(Directions for this task) Find each line in the listing that contains the word "green", and copy those lines in full.

(Entries provided)
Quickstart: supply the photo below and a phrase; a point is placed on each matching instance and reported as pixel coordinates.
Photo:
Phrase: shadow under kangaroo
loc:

==

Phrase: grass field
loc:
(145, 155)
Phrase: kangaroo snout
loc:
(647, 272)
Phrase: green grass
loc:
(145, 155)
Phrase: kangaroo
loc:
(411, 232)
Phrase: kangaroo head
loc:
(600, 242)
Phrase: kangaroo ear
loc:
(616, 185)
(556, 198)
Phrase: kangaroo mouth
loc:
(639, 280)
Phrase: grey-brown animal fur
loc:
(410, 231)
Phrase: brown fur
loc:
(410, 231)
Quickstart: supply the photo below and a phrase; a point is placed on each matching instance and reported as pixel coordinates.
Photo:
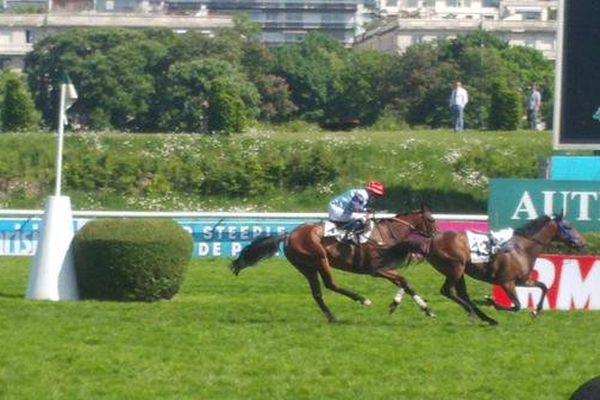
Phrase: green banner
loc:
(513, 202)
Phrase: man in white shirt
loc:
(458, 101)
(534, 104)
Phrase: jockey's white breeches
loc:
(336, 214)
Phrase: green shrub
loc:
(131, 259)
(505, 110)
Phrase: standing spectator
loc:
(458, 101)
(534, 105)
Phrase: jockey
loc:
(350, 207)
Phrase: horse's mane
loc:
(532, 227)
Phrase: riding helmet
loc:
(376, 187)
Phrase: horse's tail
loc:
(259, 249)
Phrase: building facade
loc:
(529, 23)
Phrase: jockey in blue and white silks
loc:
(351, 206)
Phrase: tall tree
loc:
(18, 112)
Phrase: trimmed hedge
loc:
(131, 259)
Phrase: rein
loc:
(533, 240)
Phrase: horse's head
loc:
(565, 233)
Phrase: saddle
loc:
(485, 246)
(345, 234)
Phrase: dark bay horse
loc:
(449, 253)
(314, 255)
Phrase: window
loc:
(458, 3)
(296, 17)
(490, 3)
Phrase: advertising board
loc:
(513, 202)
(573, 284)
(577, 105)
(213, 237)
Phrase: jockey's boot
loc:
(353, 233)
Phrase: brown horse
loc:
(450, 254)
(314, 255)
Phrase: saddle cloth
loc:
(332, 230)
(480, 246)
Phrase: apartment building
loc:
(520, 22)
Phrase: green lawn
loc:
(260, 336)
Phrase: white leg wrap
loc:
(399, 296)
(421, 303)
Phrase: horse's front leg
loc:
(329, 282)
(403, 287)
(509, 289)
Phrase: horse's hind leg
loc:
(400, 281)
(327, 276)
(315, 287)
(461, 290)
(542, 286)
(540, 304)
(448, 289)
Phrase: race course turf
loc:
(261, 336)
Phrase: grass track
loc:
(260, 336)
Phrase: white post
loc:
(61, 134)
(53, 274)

(Output of the exercise)
Phrase: green grass
Phrase: green banner
Phrase: green shrub
Phrase: green lawn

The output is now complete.